**Your instructions**. Copy the lines below word for word. Begin with the line that contains "tree with orange" and continue through the last line of the items.

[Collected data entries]
※ ※ ※

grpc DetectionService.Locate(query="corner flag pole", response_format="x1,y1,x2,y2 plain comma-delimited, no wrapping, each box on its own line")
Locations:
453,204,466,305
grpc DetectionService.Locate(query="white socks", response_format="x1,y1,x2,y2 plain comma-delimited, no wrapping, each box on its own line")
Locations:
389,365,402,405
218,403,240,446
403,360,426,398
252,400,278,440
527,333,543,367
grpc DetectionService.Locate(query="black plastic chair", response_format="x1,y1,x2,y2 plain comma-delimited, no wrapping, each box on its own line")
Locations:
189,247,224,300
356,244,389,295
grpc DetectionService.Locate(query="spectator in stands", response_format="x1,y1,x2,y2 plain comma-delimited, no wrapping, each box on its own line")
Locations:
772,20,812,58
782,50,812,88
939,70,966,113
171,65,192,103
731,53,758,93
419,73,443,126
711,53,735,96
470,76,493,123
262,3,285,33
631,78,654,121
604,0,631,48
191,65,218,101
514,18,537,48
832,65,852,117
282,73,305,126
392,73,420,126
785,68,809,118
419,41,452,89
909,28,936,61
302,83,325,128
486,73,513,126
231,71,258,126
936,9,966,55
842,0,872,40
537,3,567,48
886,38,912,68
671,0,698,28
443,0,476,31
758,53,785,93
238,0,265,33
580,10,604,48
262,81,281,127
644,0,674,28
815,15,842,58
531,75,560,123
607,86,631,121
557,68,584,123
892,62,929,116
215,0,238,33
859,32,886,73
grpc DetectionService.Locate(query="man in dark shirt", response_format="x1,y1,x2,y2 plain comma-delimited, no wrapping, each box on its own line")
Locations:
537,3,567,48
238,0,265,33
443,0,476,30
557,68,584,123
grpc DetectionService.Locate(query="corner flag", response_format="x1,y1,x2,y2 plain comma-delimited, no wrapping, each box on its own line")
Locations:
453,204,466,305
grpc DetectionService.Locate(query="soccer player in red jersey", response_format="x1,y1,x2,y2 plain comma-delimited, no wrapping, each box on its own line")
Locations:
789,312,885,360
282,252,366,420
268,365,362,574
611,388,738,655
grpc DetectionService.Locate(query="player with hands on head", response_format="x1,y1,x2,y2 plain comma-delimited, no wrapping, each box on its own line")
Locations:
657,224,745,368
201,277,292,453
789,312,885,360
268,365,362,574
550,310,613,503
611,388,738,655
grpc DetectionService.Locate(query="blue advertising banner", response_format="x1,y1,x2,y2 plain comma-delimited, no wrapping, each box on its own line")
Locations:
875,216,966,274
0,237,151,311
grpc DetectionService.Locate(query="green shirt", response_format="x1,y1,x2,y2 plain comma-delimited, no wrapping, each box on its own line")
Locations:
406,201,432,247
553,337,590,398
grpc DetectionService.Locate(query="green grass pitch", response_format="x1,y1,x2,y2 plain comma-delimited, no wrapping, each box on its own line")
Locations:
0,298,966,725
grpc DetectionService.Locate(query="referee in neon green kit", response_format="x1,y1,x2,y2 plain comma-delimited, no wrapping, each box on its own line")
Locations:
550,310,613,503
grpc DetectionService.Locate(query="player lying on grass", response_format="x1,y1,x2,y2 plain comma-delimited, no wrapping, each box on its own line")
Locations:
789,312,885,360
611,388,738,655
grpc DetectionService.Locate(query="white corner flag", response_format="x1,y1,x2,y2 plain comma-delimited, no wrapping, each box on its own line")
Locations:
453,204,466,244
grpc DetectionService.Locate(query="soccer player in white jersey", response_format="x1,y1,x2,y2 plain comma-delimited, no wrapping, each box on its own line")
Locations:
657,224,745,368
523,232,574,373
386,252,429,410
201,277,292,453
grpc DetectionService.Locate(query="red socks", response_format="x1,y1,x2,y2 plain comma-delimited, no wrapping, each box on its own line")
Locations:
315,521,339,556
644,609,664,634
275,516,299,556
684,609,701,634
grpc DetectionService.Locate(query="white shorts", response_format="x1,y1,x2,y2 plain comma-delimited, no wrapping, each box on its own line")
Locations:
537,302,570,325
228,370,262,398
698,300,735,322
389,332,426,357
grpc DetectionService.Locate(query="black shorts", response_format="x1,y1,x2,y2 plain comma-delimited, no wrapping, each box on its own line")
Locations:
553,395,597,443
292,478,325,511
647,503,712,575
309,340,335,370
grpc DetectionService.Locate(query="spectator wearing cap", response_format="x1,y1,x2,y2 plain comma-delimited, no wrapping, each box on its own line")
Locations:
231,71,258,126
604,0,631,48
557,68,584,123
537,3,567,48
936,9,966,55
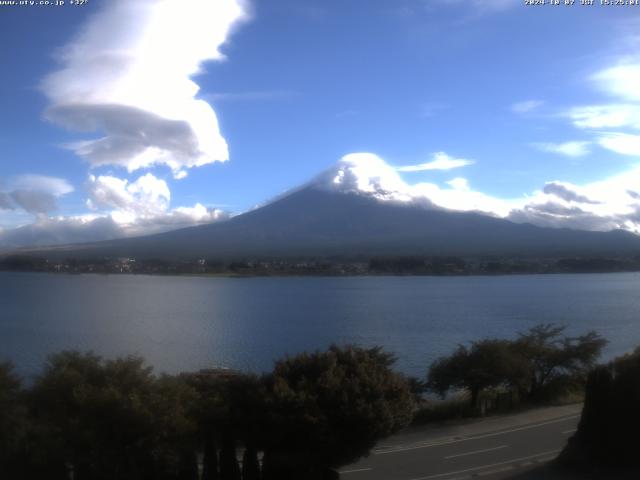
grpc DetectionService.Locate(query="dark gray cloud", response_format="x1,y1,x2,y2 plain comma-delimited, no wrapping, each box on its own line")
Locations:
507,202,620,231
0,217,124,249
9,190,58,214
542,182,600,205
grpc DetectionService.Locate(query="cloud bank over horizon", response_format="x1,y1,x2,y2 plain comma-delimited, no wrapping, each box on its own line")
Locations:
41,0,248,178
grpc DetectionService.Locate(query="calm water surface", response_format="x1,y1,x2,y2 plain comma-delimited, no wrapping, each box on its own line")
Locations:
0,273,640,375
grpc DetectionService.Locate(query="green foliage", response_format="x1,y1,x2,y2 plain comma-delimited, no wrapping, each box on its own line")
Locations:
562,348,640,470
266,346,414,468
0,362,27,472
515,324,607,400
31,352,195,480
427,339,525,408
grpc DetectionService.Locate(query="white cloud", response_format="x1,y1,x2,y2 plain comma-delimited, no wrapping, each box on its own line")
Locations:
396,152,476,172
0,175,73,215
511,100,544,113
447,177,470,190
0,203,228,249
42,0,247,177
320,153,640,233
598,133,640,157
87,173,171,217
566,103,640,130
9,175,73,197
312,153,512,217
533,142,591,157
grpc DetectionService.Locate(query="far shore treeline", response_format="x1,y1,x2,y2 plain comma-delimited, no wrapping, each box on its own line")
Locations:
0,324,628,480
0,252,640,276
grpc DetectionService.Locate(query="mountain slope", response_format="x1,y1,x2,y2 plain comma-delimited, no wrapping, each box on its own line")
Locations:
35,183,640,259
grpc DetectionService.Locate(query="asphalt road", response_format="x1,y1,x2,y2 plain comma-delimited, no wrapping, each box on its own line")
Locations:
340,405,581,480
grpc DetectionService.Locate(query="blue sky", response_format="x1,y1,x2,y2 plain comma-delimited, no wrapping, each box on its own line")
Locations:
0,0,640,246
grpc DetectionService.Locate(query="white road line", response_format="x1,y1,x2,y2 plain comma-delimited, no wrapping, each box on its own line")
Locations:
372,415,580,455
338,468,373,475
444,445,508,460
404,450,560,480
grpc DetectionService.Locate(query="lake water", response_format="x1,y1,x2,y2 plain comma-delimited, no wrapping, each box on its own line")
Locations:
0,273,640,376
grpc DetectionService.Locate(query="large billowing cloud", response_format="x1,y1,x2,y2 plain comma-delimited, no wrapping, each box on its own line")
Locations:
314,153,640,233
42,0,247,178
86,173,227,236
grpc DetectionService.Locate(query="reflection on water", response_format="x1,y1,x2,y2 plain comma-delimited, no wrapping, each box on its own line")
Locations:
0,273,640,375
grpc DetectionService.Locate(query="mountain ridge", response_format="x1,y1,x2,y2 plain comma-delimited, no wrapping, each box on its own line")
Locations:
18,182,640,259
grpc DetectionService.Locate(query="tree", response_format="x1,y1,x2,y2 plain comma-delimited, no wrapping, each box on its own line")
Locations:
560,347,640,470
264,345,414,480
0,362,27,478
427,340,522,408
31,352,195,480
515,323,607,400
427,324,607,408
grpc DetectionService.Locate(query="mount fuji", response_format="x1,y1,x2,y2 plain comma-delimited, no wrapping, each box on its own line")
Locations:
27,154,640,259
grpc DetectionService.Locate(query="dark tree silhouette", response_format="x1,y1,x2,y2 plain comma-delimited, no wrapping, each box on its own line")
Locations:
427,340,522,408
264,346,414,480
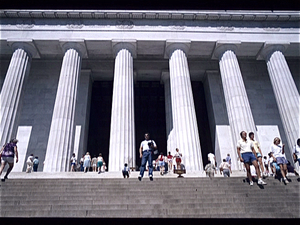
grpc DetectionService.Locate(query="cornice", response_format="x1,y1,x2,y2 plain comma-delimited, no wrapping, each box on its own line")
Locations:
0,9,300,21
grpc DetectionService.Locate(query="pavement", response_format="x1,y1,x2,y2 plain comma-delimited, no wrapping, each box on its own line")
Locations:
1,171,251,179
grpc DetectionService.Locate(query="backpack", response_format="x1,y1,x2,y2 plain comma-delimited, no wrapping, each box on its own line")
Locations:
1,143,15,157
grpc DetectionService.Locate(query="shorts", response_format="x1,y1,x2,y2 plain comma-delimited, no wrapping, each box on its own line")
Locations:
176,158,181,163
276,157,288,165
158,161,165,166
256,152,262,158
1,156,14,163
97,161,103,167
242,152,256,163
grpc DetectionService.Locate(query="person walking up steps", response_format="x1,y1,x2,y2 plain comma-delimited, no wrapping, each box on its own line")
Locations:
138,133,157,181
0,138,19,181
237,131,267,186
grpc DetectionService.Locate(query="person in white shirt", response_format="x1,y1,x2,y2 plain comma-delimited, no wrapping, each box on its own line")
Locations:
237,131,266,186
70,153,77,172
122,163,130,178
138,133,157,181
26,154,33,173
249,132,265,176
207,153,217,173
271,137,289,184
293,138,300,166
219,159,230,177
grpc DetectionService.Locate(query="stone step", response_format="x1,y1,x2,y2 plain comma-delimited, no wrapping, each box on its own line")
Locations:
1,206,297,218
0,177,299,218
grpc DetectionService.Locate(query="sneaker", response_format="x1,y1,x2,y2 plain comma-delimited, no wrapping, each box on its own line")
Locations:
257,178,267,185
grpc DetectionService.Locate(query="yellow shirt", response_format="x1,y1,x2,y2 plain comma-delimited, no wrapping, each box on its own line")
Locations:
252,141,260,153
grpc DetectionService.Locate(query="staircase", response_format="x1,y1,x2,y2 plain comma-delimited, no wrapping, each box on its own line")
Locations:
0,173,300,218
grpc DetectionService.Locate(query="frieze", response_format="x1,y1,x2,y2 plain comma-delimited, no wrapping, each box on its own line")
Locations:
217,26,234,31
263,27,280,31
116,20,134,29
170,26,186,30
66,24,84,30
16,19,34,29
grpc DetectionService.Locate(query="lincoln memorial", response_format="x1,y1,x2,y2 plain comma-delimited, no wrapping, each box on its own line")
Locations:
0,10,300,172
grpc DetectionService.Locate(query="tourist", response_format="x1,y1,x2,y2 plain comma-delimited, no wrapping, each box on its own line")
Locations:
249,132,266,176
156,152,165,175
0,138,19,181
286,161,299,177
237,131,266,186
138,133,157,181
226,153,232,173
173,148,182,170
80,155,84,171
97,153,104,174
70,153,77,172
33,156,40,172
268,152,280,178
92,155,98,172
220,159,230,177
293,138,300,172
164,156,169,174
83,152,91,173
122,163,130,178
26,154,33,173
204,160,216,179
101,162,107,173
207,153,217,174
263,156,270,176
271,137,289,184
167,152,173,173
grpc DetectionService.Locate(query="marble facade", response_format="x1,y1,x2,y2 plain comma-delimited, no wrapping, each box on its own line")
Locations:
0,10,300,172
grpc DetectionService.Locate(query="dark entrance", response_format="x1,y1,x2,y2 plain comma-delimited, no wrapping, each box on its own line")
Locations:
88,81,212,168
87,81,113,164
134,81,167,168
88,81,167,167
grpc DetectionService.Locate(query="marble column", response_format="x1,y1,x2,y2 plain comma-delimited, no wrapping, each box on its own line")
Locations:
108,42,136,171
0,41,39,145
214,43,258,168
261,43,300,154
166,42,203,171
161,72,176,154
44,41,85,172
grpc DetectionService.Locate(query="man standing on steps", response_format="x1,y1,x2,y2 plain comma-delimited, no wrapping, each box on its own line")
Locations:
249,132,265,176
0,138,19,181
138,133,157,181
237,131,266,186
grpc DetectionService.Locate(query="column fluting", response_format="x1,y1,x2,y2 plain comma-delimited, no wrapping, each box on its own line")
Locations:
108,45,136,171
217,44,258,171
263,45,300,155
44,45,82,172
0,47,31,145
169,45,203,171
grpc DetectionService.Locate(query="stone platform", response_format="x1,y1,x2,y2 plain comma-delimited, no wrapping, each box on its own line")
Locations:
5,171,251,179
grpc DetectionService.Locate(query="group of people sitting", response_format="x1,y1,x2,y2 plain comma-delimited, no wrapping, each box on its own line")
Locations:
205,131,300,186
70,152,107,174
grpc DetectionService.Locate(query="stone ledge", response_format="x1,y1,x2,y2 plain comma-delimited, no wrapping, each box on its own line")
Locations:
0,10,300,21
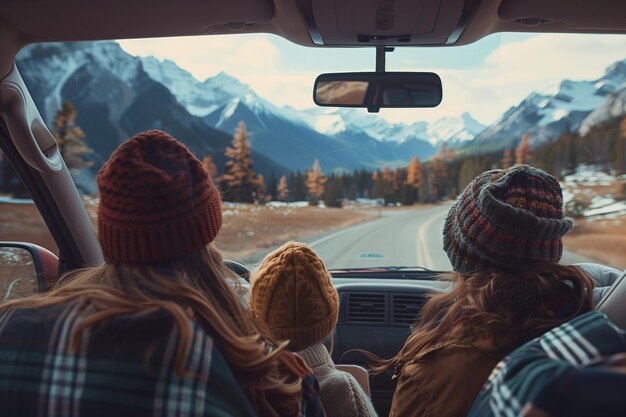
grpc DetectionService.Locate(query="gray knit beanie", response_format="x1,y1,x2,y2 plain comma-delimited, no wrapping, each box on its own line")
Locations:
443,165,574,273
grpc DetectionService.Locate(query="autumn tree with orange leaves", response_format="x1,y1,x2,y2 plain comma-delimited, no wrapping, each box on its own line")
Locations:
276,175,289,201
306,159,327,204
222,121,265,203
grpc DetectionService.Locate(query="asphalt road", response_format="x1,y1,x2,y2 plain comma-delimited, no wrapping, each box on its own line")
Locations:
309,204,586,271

※ ※ ※

**Answer in full**.
grpc DetectionService.Locate(query="autumn tree with orange leaves", response_format="x1,y1,x2,y2 plain comma-delimited, no wrapping, each box on its own line")
Locations:
276,175,289,201
306,159,327,204
222,121,265,203
grpc DetectionService.Locate(query="asphalt road", response_format="x1,y1,x2,y2 plain comma-delimited, no wrapping, each box on its own line")
Locations:
309,204,586,271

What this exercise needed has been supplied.